- Text shown
..............................

Today the Interactive Media Products semester started off with twenty-four students, 23 male and 1 female. When I worked as teamleader of the Human Technology programme in The Hague I once went to a meeting, somewhere in an industrial area in Maarssen, that was organized by an organization that strived for more women in science and engineering. What I learned was that basically everybody wants more women in science and engineering but nobody knows how, and the girls just don’t want it. The problem already starts in high-school in the third grade, when girls (and boys) have to choose a ‘profile’. Many girls do not choose the “Nature and Technology” profile. Some choose “Nature and Health”, but most do not choose Nature at all. If they choose Nature and Health they think of choosing a career in health-care, mayby studying medicin, or speech pathology, or perhaps even biology. But not engineering. Girls are not attracted to anything that starts with Technology in the header. (Lot’s of boys aren’t either - absolutely speaking there are not many people studying in the exact sciences anyway). Why is this so?

It is inborn.

It is conditioned right from the cradle.

It is both.

..............................

- Data provided
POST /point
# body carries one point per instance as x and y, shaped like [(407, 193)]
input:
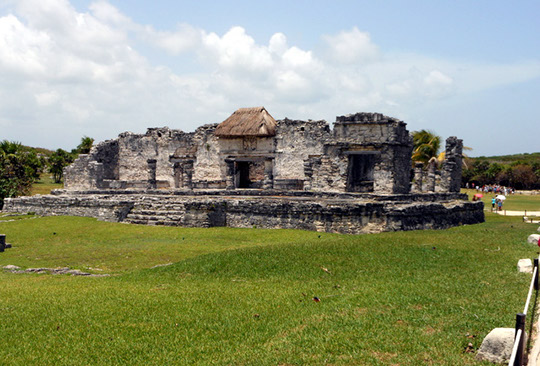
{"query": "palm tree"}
[(426, 146)]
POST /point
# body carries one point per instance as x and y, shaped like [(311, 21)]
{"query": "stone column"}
[(230, 179), (308, 172), (432, 176), (268, 181), (418, 176), (178, 174), (187, 168), (152, 166)]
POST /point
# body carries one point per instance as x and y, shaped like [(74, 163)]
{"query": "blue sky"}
[(98, 68)]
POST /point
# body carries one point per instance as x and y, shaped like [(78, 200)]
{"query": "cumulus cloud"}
[(351, 46), (67, 73)]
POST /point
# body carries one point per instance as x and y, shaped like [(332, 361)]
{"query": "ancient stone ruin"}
[(251, 170)]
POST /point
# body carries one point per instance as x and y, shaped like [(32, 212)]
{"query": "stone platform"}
[(346, 213)]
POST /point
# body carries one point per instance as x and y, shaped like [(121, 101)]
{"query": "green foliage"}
[(85, 145), (244, 296), (19, 168), (57, 162), (426, 146)]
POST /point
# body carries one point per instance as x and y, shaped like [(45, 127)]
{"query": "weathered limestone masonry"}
[(354, 213), (251, 170)]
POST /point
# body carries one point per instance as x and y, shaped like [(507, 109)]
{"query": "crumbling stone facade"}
[(251, 170), (365, 152)]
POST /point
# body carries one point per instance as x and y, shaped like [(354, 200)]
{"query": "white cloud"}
[(237, 50), (351, 47), (83, 72)]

..............................

- Brief A
Answer from the text about women in engineering:
(i) How many students began the Interactive Media Products semester, and how many of them were female?
(ii) Where was the meeting on more women in science and engineering held?
(iii) In which grade of high school do students have to choose a profile?
- Brief B
Carry on the text about women in engineering from the point where it ends.

- Expected answer A
(i) Twenty-four students, one of them female.
(ii) In an industrial area in Maarssen.
(iii) The third grade.

- Expected answer B
I don’t really know. What I do know is that the girls that *do* want to study technology *don’t* wish to be associated with girly topics. So all the attempts to make technology courses that appeal more to the ‘human’ side of things - as if that would then attract more women, don’t seem to work. Either you want to be in health-care, or you want to be a programmer, but being a girl that likes programming doesn’t predict you being particularly interested in programming social websites for independent living seniors in an e-care project. 

Or do the women readers of this weblog, that also happen to be in a science / engineering department, think differently?

I would still like to attract more women to the course. But how to do it? I already cut out the word technology in the header. Interactive. Media. Products. What should I do next?